In this year’s ‘Two Steps Back’ series, we’re dealing only with players who entered the year on their team’s Top 11 Prospects list, while also trying our best to avoid players with injuries. We’re looking for those who played their way down, as opposed to those who went down because they didn’t play. We already covered the American League, and today we’ll finish up with the National League teams. Numbers in brackets represent their ranking on the team’s list coming into the season.

Arizona Diamondbacks

A key component to the Jose Valverde deal, right-hander Juan Gutierrez [5] struggled mightily at High-A Tucson, posting a 6.09 ERA in 25 games while being lit up for a .318 opponent’s average. A slight dip in velocity really hampered him, and his secondary offerings remain sub-standard.

Runner-up: A supplemental first-round pick last year who was seen as an offensive-oriented catcher, Ed Easley [8] showed very little with the bat this season at High-A Visalia, finishing with a disappointing line of .247/.313/.336 in 118 games.

> MATERIAL

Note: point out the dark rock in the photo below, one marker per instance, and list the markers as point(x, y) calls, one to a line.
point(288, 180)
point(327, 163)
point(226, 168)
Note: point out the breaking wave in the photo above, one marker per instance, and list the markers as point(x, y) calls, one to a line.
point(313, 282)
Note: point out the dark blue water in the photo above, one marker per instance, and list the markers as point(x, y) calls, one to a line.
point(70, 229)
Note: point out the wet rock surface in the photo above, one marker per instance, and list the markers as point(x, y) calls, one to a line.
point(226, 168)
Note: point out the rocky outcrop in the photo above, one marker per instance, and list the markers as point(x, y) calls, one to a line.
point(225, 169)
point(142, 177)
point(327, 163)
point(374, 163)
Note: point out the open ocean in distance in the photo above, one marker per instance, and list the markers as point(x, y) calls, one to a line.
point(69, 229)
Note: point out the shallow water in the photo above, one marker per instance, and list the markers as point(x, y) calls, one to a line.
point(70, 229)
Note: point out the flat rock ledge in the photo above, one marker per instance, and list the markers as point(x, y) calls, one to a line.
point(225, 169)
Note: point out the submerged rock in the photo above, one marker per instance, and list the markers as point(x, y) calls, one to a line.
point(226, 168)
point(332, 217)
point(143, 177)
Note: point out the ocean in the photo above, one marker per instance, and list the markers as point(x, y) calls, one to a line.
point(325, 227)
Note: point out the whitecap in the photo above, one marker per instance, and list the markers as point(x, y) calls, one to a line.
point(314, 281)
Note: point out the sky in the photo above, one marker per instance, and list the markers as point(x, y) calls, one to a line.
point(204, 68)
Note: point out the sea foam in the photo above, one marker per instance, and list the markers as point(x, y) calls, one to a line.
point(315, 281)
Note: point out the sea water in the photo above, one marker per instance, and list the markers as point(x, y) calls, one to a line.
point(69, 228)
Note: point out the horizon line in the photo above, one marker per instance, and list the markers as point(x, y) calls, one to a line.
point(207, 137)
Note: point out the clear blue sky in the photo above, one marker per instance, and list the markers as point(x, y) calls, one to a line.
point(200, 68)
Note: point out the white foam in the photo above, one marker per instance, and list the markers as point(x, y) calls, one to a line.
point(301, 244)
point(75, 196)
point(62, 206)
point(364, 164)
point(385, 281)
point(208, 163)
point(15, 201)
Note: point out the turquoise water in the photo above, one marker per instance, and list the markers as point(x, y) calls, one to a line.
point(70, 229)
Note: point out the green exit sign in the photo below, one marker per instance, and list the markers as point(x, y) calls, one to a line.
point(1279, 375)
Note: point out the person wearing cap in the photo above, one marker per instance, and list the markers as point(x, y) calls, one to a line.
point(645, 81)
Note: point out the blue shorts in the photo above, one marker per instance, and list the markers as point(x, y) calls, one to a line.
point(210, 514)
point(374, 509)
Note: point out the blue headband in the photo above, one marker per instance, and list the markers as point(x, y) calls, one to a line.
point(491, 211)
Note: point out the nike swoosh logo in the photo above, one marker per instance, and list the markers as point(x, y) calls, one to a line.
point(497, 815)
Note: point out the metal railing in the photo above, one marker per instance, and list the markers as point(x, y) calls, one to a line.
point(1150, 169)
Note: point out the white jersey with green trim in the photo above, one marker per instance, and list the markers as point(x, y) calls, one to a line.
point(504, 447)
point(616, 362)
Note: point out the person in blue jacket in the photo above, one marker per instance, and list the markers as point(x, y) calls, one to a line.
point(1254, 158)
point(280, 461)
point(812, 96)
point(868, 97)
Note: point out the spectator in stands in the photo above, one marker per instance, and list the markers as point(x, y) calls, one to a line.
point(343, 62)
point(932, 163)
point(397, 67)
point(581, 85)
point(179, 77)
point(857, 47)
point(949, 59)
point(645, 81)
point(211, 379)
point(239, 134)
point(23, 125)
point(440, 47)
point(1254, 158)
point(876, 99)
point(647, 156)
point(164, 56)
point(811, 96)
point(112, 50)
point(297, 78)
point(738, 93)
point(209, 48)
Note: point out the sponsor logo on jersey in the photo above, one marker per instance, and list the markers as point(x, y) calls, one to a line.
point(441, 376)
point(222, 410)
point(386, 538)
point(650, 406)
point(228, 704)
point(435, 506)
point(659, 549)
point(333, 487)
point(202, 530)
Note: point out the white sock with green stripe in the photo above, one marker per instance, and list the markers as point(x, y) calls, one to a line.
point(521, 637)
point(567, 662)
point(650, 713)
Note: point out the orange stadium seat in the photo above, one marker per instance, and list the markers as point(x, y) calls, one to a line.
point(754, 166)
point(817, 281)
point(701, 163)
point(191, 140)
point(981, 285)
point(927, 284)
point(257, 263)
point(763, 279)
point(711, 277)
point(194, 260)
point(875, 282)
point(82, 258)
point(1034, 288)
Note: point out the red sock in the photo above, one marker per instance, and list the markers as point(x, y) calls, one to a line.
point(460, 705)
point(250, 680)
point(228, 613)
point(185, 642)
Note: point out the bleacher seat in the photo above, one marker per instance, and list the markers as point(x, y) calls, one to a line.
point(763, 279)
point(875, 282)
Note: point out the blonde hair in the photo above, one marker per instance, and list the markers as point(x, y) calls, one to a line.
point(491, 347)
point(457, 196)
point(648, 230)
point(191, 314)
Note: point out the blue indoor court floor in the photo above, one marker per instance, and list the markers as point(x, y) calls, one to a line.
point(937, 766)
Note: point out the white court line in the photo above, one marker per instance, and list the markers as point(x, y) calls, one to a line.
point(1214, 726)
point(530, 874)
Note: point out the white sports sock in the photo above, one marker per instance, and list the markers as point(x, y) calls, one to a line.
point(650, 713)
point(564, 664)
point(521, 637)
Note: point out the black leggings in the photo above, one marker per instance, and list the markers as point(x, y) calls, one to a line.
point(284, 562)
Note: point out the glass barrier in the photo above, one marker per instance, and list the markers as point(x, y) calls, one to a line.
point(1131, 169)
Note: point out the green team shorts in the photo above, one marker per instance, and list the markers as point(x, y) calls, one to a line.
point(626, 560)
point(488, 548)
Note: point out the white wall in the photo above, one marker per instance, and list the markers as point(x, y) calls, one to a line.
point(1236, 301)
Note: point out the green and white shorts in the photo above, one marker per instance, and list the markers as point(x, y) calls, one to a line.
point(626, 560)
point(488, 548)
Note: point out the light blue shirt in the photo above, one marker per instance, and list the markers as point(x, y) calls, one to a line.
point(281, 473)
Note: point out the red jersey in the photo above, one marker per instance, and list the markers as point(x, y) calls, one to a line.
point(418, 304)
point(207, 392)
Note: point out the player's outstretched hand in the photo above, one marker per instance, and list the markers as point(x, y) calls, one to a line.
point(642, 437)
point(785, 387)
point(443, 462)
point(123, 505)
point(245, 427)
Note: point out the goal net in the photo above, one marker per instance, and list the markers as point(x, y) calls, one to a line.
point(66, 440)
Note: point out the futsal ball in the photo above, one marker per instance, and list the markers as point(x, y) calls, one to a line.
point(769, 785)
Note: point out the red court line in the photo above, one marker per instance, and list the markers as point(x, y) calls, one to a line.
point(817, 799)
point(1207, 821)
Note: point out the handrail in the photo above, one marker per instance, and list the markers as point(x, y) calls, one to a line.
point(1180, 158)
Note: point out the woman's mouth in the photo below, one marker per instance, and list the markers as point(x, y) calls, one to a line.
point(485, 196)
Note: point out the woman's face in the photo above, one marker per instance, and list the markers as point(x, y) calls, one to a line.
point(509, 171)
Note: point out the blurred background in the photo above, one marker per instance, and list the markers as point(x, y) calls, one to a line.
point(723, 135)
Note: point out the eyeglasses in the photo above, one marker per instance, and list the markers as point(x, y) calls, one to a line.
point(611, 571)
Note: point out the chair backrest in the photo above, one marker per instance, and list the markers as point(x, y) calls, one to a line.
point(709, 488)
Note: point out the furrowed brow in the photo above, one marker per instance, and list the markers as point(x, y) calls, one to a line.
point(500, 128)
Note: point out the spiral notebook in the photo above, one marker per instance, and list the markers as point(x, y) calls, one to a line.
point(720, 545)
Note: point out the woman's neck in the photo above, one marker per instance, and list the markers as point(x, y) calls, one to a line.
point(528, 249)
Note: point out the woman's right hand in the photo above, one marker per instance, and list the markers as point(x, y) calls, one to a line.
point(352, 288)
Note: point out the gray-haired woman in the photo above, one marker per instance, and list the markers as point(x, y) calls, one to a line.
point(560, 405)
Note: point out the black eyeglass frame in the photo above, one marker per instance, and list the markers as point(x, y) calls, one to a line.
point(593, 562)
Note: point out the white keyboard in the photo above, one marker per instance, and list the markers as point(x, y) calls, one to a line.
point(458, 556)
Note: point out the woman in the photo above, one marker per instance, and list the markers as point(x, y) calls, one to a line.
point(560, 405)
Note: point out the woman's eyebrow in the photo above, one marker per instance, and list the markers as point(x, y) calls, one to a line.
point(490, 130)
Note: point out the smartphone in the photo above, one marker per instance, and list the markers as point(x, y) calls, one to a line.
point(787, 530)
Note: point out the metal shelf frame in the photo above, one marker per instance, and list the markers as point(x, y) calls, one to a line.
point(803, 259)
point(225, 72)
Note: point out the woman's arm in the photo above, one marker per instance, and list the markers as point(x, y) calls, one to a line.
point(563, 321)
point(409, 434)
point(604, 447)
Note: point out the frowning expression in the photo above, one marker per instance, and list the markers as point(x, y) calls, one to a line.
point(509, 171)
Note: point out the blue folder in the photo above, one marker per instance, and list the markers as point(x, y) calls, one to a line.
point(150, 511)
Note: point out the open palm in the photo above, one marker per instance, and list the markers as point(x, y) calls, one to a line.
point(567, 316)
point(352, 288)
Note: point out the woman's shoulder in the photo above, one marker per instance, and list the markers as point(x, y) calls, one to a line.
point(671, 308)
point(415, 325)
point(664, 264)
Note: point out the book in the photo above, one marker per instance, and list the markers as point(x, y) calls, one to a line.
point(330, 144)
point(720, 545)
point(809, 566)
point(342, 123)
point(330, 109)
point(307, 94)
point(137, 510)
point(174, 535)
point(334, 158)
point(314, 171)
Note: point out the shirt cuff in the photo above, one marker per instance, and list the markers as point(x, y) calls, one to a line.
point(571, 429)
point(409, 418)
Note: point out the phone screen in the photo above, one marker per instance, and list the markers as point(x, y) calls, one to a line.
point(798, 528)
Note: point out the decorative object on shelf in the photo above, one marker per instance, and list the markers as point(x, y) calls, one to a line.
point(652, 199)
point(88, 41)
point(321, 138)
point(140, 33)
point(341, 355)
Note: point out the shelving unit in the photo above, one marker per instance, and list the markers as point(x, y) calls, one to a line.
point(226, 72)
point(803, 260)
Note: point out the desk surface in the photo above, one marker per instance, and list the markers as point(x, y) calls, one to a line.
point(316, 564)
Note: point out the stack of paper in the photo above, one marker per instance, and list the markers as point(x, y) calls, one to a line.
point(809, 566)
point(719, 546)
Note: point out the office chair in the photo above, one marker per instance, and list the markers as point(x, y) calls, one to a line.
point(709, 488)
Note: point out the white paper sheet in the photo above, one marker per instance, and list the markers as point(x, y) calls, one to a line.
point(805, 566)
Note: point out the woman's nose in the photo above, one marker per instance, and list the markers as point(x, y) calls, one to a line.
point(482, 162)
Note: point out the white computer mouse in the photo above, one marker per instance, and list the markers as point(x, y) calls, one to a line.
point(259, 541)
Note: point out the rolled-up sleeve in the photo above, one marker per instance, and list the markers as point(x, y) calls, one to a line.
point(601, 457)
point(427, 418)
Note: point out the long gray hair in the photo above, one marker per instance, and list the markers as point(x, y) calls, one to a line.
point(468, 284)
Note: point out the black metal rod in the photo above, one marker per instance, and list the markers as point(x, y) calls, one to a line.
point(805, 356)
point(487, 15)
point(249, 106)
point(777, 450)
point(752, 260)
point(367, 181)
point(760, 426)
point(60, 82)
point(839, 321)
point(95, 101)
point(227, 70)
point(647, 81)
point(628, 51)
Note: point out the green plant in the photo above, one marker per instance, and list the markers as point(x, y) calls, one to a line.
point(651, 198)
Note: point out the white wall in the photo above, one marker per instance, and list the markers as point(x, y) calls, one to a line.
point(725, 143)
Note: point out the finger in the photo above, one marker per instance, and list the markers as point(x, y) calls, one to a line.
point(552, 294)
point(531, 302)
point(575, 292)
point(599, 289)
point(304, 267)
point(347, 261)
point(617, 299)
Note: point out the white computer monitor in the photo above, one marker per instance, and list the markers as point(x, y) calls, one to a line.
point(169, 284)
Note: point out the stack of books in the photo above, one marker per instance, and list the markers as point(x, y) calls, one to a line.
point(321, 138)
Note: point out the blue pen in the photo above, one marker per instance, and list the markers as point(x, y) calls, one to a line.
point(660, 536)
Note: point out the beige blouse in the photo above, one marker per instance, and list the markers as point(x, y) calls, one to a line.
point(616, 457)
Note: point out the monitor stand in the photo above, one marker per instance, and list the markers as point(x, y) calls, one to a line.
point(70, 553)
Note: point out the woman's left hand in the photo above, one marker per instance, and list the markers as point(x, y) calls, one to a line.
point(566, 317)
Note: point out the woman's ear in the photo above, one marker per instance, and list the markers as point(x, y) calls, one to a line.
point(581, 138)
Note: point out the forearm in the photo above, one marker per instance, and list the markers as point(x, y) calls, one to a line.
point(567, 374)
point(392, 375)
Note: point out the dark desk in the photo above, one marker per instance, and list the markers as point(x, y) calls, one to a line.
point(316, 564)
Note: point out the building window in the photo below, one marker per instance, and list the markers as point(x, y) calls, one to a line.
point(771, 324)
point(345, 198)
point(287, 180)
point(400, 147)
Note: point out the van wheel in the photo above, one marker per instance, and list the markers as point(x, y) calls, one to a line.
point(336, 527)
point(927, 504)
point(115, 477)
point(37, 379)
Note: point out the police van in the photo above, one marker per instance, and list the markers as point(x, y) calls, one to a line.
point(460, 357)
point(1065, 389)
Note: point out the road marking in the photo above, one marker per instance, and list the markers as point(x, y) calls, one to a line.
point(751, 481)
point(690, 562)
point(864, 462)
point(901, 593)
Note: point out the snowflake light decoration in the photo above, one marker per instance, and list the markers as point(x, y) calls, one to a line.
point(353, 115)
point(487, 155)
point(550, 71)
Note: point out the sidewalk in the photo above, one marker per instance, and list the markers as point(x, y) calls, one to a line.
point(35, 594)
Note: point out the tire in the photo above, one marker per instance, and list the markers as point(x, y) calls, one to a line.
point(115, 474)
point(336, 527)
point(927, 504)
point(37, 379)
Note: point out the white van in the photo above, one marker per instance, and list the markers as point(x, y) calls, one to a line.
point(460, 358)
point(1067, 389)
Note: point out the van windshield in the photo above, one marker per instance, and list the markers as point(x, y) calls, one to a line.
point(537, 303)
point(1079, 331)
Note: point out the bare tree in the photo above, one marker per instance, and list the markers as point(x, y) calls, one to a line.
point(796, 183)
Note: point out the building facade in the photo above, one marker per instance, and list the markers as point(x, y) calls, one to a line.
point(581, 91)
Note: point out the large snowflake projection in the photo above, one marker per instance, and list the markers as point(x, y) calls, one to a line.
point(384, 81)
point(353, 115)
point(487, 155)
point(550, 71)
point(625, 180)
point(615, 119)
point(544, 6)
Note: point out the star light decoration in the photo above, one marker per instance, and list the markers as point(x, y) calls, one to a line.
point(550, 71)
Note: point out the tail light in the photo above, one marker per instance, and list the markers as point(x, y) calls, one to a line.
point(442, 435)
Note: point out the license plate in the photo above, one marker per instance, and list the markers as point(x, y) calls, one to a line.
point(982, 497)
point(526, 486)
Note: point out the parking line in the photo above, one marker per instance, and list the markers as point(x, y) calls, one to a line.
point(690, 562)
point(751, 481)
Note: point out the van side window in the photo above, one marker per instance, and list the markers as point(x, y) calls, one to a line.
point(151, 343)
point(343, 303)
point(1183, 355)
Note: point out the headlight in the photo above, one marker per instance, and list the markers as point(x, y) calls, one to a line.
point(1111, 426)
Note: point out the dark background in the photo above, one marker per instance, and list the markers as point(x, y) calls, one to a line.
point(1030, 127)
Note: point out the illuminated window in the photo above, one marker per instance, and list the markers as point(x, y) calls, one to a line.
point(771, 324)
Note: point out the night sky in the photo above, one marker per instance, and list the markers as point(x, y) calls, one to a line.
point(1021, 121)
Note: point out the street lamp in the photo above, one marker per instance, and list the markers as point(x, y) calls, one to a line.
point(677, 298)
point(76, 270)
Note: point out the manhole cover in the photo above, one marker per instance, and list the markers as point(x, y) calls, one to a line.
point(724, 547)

> INSTRUCTION A
Repeat the prospect report word for word from "Arizona Diamondbacks" to "in 118 games.".
> INSTRUCTION B
Carry on writing the prospect report from the point where it ends.
The items can be left aside here.

> WRITTEN RESPONSE A
Arizona Diamondbacks

A key component to the Jose Valverde deal, right-hander Juan Gutierrez [5] struggled mightily at High-A Tucson, posting a 6.09 ERA in 25 games while being lit up for a .318 opponent’s average. A slight dip in velocity really hampered him, and his secondary offerings remain sub-standard.

Runner-up: A supplemental first-round pick last year who was seen as an offensive-oriented catcher, Ed Easley [8] showed very little with the bat this season at High-A Visalia, finishing with a disappointing line of .247/.313/.336 in 118 games.

> WRITTEN RESPONSE B
Atlanta Braves

The train for shortstop Brent Lillibridge [3] came to a screeching halt thanks to a .220/.294/.344 line at Triple-A Richmond, as he got away from his on-base and contact skills and turned into a pull-happy hacker, a mistake for a guy who never had much power in the first place.

Runner-up: After having what looked like a breakout complain in 2007, outfielder Brandon Jones [4] hit just .260/.343/.405 at Richmond, and scouts’ projections for him dropped from an everyday player to more of a fourth-outfielder type.

Chicago Cubs

Power left-hander Donald Veal [3] repeated Double-A but made absolutely zero progress with his control issues, walking 81 in 145 1/3 innings while finishing the year with a 4.52 ERA. He might be best served at this point by a move to the bullpen.

Runner-up: After a massively successful pro debut, catcher Josh Donaldson [5] was hitting a pathetic .217/.276/.349 when he was included as a throw-in in the Rich Harden deal. For whatever reason, everything began to click as a member of the Oakland organization, as he hit .330/.391/.564 at High-A Stockton and added four home runs in the postseason.

Cincinnati Reds

Out of excuses, former stud prospect Homer Bailey [2] put up an uninspiring 4.77 ERA in 19 Triple-A starts when he wasn’t getting hammered for 36 runs and 59 hits in just 36 1/3 big-league innings. His stuff, mechanics, and command all vary wildly from outing to outing, frustrating both scouts and the Reds‘ front office.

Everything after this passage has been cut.